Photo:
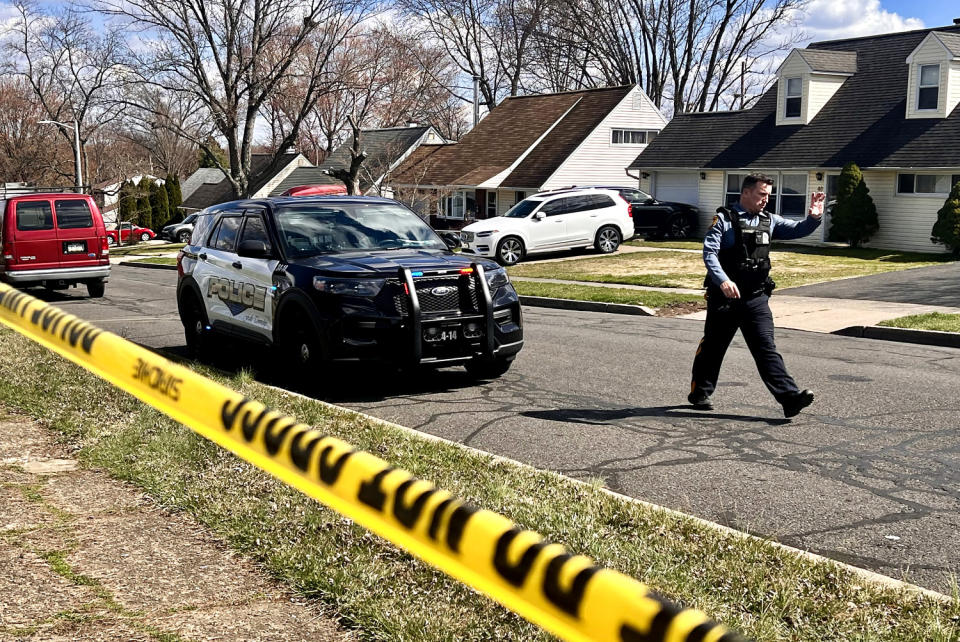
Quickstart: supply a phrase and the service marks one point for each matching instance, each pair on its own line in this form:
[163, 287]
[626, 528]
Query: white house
[887, 103]
[528, 144]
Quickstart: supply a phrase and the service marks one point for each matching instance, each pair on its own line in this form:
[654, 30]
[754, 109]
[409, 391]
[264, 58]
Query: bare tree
[351, 174]
[232, 56]
[689, 54]
[27, 149]
[68, 65]
[486, 39]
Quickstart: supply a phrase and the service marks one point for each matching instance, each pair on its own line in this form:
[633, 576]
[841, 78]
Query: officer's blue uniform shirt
[721, 235]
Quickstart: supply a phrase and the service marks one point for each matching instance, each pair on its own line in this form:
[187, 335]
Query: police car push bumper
[482, 326]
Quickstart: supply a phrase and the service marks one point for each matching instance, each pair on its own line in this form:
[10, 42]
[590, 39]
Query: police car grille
[461, 298]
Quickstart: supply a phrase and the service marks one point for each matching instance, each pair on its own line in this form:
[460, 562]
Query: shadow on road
[602, 417]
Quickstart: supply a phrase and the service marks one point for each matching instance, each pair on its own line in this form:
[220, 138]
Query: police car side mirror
[452, 239]
[254, 250]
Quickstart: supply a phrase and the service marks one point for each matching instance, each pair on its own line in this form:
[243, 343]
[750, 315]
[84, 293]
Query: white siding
[711, 197]
[929, 52]
[597, 161]
[299, 161]
[905, 220]
[793, 67]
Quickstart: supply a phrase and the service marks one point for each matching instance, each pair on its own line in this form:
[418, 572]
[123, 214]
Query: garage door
[680, 187]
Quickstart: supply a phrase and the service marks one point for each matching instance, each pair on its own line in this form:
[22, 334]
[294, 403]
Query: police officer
[736, 252]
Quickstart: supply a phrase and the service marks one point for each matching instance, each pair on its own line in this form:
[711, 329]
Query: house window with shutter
[928, 92]
[794, 97]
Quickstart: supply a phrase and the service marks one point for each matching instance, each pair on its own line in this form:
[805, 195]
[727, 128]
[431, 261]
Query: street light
[76, 148]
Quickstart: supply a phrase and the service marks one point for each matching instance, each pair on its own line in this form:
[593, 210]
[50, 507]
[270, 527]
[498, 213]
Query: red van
[53, 240]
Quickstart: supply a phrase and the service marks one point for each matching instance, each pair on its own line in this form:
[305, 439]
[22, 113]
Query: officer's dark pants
[754, 319]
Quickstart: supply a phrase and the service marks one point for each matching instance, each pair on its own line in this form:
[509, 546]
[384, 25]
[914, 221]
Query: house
[528, 144]
[887, 103]
[107, 195]
[264, 177]
[385, 148]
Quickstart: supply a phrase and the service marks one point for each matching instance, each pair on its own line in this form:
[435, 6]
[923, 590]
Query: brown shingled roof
[507, 132]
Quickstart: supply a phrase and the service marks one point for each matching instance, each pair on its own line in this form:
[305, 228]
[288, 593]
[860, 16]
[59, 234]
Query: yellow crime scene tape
[565, 594]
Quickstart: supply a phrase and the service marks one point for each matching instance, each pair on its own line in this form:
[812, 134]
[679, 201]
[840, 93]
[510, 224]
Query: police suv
[344, 278]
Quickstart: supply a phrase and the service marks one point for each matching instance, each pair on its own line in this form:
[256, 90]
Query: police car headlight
[496, 278]
[355, 287]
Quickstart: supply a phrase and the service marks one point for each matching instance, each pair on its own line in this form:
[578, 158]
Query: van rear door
[77, 240]
[35, 236]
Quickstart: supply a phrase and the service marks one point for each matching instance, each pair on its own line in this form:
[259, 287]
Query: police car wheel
[194, 323]
[488, 369]
[608, 239]
[679, 228]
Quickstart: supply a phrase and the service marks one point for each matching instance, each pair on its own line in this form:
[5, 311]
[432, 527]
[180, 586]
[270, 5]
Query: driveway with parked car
[551, 221]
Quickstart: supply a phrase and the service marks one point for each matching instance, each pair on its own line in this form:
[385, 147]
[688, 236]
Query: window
[460, 205]
[34, 215]
[793, 195]
[632, 136]
[594, 202]
[559, 206]
[926, 183]
[794, 96]
[928, 94]
[254, 230]
[226, 234]
[73, 214]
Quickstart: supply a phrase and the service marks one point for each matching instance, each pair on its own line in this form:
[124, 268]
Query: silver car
[179, 231]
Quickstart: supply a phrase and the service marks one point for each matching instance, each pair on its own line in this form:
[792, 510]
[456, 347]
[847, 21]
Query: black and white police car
[344, 278]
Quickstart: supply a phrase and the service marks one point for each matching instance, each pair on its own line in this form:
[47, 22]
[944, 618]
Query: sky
[834, 19]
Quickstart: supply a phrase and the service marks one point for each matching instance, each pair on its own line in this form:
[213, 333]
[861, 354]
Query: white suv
[549, 221]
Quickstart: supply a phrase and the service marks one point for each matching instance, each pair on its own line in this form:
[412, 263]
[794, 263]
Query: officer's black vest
[747, 261]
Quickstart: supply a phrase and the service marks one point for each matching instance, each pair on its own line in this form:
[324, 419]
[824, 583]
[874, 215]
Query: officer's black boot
[796, 402]
[700, 400]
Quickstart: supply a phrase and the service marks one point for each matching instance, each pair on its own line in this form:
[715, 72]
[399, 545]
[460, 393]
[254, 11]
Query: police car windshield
[522, 209]
[320, 228]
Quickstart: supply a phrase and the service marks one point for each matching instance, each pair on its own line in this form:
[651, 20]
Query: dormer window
[791, 108]
[928, 94]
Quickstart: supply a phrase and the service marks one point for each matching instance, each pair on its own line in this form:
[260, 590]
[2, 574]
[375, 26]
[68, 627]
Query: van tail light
[629, 204]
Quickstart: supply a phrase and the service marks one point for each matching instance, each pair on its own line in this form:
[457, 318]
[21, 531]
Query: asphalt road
[869, 475]
[933, 285]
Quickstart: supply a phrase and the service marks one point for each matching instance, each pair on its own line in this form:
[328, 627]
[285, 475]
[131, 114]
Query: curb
[903, 335]
[587, 306]
[149, 266]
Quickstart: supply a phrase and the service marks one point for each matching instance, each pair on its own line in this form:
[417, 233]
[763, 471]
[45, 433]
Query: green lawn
[792, 266]
[159, 260]
[143, 248]
[931, 321]
[383, 593]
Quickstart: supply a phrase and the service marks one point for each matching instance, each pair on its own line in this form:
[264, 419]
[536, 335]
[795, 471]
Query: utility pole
[78, 169]
[476, 100]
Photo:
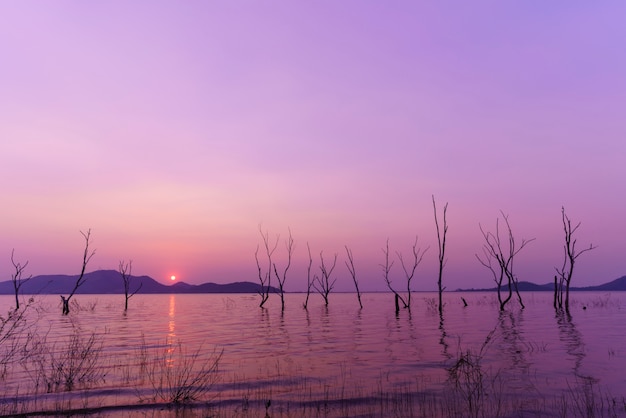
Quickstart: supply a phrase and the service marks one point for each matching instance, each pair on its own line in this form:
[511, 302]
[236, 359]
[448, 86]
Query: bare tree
[324, 285]
[281, 279]
[352, 271]
[87, 254]
[265, 278]
[126, 269]
[386, 270]
[409, 272]
[566, 271]
[17, 279]
[441, 240]
[310, 281]
[498, 258]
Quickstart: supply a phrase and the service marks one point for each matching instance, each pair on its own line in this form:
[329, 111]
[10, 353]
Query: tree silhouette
[17, 279]
[498, 258]
[324, 285]
[310, 281]
[442, 233]
[265, 278]
[87, 254]
[125, 269]
[352, 270]
[566, 271]
[281, 279]
[386, 270]
[409, 271]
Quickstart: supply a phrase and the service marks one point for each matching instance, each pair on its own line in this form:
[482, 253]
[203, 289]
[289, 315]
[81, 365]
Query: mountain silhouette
[110, 282]
[613, 286]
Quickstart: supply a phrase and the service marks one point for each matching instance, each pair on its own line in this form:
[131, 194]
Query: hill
[613, 286]
[110, 282]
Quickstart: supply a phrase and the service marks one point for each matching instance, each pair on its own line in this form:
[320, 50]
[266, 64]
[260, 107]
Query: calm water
[318, 352]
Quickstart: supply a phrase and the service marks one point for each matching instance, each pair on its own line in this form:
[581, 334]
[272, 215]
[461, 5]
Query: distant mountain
[614, 286]
[110, 282]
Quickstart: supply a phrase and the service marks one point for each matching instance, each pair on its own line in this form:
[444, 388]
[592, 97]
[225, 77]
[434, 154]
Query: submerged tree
[409, 270]
[499, 257]
[126, 269]
[265, 278]
[281, 279]
[87, 254]
[310, 281]
[566, 271]
[324, 285]
[17, 279]
[352, 270]
[386, 270]
[441, 240]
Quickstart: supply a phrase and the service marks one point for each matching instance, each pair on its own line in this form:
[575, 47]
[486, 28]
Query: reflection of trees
[514, 346]
[443, 340]
[574, 345]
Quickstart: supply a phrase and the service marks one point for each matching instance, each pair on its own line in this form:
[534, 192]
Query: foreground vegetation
[79, 375]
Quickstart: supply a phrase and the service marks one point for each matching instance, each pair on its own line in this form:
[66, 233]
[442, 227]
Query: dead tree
[281, 279]
[309, 280]
[125, 270]
[87, 254]
[265, 278]
[386, 270]
[566, 271]
[17, 279]
[498, 258]
[352, 271]
[409, 272]
[324, 285]
[441, 240]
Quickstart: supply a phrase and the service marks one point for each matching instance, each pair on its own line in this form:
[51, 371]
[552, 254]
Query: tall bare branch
[17, 279]
[289, 244]
[87, 255]
[409, 270]
[310, 281]
[352, 270]
[571, 254]
[265, 277]
[386, 270]
[126, 269]
[442, 234]
[324, 285]
[499, 259]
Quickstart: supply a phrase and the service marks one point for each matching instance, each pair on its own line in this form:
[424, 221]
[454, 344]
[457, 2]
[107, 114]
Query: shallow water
[334, 351]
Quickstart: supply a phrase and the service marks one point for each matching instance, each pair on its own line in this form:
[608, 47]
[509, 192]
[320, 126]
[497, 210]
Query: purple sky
[173, 129]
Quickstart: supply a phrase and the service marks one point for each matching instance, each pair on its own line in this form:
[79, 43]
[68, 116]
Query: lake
[337, 360]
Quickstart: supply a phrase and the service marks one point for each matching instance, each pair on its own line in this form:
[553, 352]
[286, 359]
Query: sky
[178, 131]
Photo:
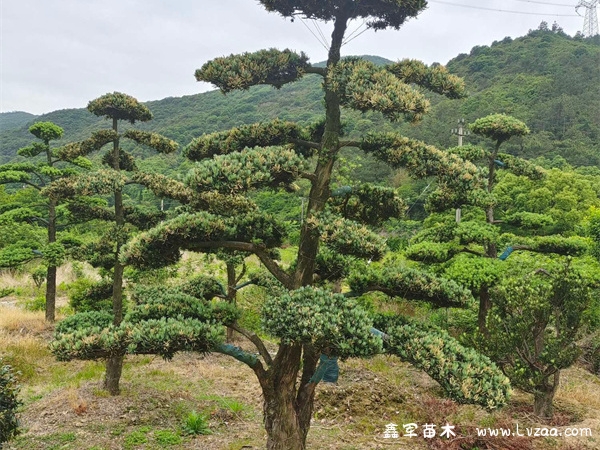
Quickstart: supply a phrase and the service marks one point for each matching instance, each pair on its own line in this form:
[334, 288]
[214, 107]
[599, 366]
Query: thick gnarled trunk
[287, 407]
[114, 364]
[543, 397]
[114, 368]
[51, 272]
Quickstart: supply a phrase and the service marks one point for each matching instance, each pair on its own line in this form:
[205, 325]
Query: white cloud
[62, 53]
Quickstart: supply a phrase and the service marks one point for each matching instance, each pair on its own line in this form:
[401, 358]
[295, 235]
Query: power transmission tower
[461, 132]
[590, 21]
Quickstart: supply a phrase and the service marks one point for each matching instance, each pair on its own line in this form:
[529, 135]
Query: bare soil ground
[65, 407]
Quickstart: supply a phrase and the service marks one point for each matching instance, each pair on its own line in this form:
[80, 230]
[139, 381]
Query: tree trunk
[51, 272]
[287, 410]
[51, 294]
[114, 368]
[231, 295]
[319, 192]
[485, 305]
[114, 364]
[542, 406]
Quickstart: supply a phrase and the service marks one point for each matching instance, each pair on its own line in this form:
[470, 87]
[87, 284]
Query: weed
[134, 439]
[233, 405]
[196, 423]
[167, 437]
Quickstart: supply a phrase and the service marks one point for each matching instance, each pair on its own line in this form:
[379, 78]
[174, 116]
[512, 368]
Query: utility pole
[590, 21]
[460, 132]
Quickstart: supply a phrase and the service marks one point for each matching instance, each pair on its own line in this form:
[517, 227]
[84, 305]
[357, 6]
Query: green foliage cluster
[272, 67]
[153, 140]
[101, 182]
[562, 200]
[369, 204]
[347, 237]
[330, 322]
[262, 134]
[363, 86]
[456, 177]
[162, 337]
[156, 302]
[9, 402]
[432, 252]
[196, 424]
[241, 171]
[87, 295]
[161, 245]
[464, 374]
[84, 320]
[474, 272]
[435, 78]
[119, 106]
[411, 284]
[378, 14]
[535, 322]
[499, 127]
[95, 142]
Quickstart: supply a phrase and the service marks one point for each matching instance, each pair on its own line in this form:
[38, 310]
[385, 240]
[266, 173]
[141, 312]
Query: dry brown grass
[15, 280]
[14, 319]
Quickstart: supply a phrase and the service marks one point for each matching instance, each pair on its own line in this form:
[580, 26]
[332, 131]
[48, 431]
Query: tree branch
[259, 251]
[349, 144]
[31, 184]
[308, 176]
[257, 341]
[308, 144]
[472, 252]
[318, 70]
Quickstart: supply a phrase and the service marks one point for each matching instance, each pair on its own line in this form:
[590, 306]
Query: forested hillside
[547, 79]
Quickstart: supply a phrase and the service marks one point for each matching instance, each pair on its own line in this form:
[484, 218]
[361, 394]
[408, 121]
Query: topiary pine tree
[9, 403]
[121, 171]
[314, 326]
[469, 249]
[535, 322]
[38, 175]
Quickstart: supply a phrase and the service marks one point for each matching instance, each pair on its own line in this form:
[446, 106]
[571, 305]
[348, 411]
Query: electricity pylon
[590, 21]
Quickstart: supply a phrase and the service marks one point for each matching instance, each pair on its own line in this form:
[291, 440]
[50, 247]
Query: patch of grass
[24, 353]
[118, 430]
[37, 303]
[167, 438]
[91, 371]
[54, 441]
[238, 444]
[135, 438]
[196, 423]
[232, 404]
[19, 320]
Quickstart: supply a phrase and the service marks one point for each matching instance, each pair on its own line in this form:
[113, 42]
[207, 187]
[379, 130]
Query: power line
[354, 32]
[318, 28]
[503, 10]
[351, 39]
[313, 33]
[545, 3]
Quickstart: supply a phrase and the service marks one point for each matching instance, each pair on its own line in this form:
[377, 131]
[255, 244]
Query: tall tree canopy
[314, 325]
[51, 167]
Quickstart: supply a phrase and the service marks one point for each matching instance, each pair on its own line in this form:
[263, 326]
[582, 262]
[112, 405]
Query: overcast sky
[59, 54]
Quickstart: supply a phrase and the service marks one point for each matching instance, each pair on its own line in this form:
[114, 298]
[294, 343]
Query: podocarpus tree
[314, 326]
[9, 403]
[469, 249]
[121, 171]
[534, 325]
[38, 175]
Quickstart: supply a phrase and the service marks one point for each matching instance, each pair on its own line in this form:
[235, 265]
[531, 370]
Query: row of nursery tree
[530, 288]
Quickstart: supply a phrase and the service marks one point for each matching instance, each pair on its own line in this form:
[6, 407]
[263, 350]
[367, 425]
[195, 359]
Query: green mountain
[15, 119]
[546, 78]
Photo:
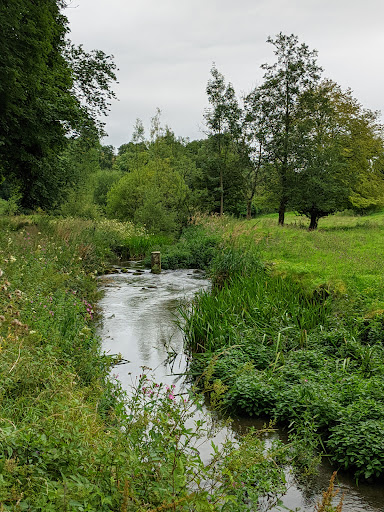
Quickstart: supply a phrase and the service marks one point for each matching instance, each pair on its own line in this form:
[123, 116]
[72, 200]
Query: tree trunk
[249, 210]
[282, 208]
[314, 222]
[221, 192]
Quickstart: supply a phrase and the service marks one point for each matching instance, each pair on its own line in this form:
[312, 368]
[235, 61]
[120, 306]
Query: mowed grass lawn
[345, 254]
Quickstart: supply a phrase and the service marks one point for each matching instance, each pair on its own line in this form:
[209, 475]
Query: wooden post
[156, 262]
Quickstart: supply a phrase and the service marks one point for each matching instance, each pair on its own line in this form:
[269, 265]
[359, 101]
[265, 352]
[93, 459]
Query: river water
[139, 312]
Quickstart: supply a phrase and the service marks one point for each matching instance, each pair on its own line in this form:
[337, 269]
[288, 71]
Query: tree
[154, 195]
[222, 120]
[285, 81]
[338, 145]
[48, 93]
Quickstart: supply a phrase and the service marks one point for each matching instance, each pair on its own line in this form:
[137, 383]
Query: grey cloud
[165, 49]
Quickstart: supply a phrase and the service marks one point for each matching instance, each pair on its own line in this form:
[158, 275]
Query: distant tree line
[295, 142]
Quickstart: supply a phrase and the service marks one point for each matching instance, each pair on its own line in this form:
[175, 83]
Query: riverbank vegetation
[293, 330]
[70, 439]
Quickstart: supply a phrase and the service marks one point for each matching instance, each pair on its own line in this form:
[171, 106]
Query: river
[138, 310]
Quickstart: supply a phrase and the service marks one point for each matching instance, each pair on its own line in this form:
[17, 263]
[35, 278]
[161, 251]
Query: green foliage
[290, 349]
[50, 90]
[194, 249]
[358, 445]
[153, 196]
[69, 438]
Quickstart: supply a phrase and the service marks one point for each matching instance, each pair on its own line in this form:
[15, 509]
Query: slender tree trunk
[221, 192]
[314, 222]
[249, 209]
[282, 207]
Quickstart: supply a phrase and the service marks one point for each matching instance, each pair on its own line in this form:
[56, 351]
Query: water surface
[139, 312]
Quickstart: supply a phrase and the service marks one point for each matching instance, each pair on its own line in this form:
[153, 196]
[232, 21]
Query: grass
[70, 439]
[294, 329]
[346, 254]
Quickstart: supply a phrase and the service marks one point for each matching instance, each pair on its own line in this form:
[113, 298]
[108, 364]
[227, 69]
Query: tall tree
[45, 96]
[222, 119]
[294, 71]
[339, 145]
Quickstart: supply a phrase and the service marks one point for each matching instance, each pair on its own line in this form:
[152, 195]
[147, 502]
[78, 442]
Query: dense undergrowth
[70, 439]
[293, 330]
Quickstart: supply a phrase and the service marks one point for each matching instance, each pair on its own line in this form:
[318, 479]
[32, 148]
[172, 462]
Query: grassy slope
[346, 253]
[271, 350]
[69, 439]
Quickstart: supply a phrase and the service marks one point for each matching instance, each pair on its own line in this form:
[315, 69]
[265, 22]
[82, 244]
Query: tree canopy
[49, 91]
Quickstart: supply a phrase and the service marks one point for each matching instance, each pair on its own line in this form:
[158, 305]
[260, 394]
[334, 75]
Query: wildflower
[17, 323]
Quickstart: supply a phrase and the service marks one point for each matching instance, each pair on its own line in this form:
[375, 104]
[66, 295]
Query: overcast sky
[164, 50]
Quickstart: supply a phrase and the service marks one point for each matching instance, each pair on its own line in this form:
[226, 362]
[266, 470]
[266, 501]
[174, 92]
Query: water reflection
[139, 310]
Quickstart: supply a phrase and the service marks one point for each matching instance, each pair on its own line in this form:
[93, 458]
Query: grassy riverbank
[294, 330]
[70, 440]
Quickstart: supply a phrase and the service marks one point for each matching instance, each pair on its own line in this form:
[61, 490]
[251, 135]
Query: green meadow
[70, 438]
[293, 330]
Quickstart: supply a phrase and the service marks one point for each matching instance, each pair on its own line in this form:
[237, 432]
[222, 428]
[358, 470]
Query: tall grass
[294, 329]
[70, 439]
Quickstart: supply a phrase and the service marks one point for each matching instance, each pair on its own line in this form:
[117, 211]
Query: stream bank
[139, 311]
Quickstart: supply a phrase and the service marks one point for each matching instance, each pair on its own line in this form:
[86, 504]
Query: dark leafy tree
[294, 71]
[222, 120]
[339, 145]
[45, 97]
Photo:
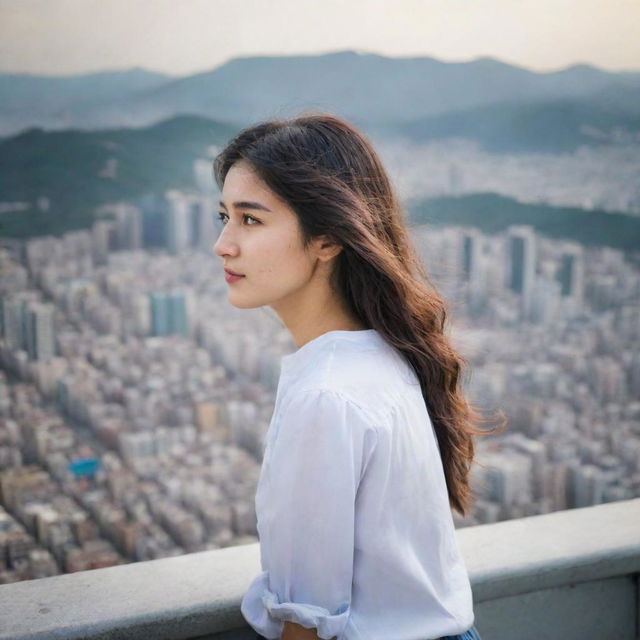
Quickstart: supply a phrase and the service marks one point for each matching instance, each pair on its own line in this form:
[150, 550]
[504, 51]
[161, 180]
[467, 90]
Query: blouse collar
[293, 361]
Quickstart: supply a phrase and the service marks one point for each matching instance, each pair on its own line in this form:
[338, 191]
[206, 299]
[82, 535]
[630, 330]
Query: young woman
[371, 439]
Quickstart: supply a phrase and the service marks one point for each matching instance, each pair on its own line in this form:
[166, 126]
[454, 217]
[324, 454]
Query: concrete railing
[568, 575]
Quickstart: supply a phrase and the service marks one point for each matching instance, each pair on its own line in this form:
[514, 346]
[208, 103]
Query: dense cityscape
[134, 399]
== == ==
= Problem to solve =
Every line from the one containing "Query: tall grass" to the final line of the records must be transcribed exactly, both ends included, with the pictures left out.

= Your response =
Query: tall grass
[294, 329]
[70, 439]
Quickstart: supply a phrase and the service marks one point for each matching instance, each pair on its own line in this form:
[117, 211]
Query: stream bank
[139, 311]
Quickstart: supply a phrase and the service marks one point for each matching instance, each pair on its own line in this form:
[86, 504]
Query: dark leafy tree
[294, 71]
[222, 120]
[339, 145]
[45, 97]
Photo:
Quickstart: supply a phrase and the service marks one point for each matching instance, each pair on its own line in this form:
[150, 550]
[504, 51]
[161, 180]
[467, 90]
Query: blouse collar
[293, 361]
Quickstart: supply a phrase and the service marks one point for each matching instance, each pair on its own line in this form:
[338, 191]
[206, 299]
[82, 535]
[630, 330]
Query: young woman
[371, 439]
Quickstart: supply a phrase and the service marks one point for each matching instance, each pair on its own line in this form:
[166, 126]
[454, 217]
[324, 454]
Query: concrete railing
[568, 575]
Quickstart: supply a phrase and the service marks one point for each matching instance, each pair on its own line in this form:
[514, 346]
[208, 103]
Query: dense cityscape
[134, 399]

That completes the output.